GIVEN TASK ▸ Rewrite only the part of the material that begins at the line containing "Kindly mark the innermost point of each instance of the red" and ends after the line containing "Target: hockey glove". Replace "goal post" with "goal frame" and keep everything else unchanged.
____________________
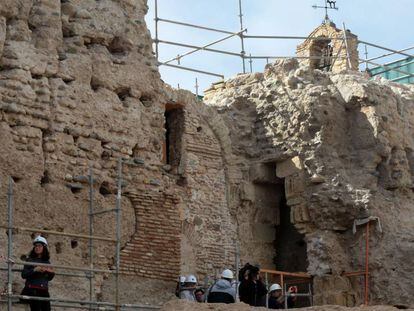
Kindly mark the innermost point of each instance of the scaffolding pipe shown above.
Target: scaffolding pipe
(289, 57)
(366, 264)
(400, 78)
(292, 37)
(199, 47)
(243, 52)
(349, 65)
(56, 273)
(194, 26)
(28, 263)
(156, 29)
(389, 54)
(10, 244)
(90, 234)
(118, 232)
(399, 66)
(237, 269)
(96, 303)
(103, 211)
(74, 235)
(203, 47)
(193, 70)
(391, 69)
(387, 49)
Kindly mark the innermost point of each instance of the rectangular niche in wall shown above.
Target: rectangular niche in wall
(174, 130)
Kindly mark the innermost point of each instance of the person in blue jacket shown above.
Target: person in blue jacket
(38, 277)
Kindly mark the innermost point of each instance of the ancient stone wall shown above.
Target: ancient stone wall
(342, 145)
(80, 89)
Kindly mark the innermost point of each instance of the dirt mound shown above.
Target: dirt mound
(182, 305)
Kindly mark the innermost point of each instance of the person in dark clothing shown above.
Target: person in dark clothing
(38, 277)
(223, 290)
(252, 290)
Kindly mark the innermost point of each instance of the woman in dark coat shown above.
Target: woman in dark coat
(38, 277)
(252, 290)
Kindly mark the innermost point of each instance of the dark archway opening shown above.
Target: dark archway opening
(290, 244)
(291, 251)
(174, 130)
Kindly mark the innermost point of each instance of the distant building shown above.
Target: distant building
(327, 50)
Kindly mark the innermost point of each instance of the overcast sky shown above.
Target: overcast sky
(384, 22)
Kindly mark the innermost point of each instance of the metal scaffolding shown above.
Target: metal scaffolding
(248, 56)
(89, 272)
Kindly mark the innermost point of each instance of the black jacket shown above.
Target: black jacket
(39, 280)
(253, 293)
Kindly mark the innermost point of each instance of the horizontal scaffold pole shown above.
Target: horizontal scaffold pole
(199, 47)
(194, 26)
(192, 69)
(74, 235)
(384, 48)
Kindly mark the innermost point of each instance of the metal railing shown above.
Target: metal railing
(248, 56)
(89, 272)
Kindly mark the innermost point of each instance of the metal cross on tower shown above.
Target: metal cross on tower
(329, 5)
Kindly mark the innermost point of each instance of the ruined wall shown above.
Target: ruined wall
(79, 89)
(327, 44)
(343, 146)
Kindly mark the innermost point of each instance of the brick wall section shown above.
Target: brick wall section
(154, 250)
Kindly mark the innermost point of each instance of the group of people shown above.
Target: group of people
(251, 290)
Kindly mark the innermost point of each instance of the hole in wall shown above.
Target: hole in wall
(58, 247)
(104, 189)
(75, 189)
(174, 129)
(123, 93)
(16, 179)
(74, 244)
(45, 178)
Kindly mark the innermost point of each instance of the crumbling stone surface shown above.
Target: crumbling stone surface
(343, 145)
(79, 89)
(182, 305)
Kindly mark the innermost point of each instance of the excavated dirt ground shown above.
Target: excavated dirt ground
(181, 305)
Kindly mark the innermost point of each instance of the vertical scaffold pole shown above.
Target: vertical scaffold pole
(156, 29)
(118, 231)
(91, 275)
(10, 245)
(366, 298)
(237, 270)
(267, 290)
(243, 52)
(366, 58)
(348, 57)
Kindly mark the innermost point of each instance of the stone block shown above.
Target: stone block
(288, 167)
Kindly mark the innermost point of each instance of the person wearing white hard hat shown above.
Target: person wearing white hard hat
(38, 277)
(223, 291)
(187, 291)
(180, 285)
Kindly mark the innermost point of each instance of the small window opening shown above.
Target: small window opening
____________________
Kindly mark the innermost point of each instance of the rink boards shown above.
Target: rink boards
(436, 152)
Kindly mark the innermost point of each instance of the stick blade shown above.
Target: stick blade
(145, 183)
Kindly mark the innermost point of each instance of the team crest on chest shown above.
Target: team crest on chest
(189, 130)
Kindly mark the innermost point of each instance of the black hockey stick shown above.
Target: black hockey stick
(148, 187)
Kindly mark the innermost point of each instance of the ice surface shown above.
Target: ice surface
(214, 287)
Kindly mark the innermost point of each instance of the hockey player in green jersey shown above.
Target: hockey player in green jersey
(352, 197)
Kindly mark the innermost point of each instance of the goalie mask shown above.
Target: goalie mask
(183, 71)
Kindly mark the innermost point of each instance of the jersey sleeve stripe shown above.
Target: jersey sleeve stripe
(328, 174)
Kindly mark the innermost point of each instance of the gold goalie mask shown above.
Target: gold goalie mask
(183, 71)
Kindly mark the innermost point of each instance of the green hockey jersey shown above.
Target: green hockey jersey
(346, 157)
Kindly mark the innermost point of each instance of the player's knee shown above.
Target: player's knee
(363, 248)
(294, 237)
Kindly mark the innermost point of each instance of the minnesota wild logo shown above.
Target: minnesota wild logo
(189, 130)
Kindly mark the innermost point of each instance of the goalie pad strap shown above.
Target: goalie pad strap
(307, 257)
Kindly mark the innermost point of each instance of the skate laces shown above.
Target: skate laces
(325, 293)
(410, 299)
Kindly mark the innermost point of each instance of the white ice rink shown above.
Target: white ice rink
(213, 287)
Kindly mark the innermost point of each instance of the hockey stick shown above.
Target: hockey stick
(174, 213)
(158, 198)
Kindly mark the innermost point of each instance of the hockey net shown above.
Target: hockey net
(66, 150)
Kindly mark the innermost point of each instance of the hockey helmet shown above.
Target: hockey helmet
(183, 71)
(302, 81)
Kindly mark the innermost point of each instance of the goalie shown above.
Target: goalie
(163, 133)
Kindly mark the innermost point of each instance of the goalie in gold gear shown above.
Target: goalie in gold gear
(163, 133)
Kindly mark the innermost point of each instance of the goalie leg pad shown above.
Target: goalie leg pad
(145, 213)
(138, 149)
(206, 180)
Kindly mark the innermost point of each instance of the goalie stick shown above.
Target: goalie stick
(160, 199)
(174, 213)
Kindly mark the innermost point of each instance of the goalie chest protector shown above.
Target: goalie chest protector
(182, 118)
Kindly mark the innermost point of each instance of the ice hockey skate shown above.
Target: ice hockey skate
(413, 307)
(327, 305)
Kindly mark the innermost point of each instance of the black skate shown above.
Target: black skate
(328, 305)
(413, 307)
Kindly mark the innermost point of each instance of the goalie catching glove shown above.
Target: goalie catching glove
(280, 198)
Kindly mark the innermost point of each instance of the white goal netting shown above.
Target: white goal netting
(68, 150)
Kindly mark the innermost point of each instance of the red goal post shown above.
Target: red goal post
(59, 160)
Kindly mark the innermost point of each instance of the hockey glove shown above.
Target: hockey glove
____________________
RESULT OF THIS TASK ▸
Kindly mark the innermost point of each instance of the red goal frame shown above.
Target: red goal frame
(59, 160)
Kindly mark the innermost point of each instance of the hockey glove shown above.
Target: hockey glove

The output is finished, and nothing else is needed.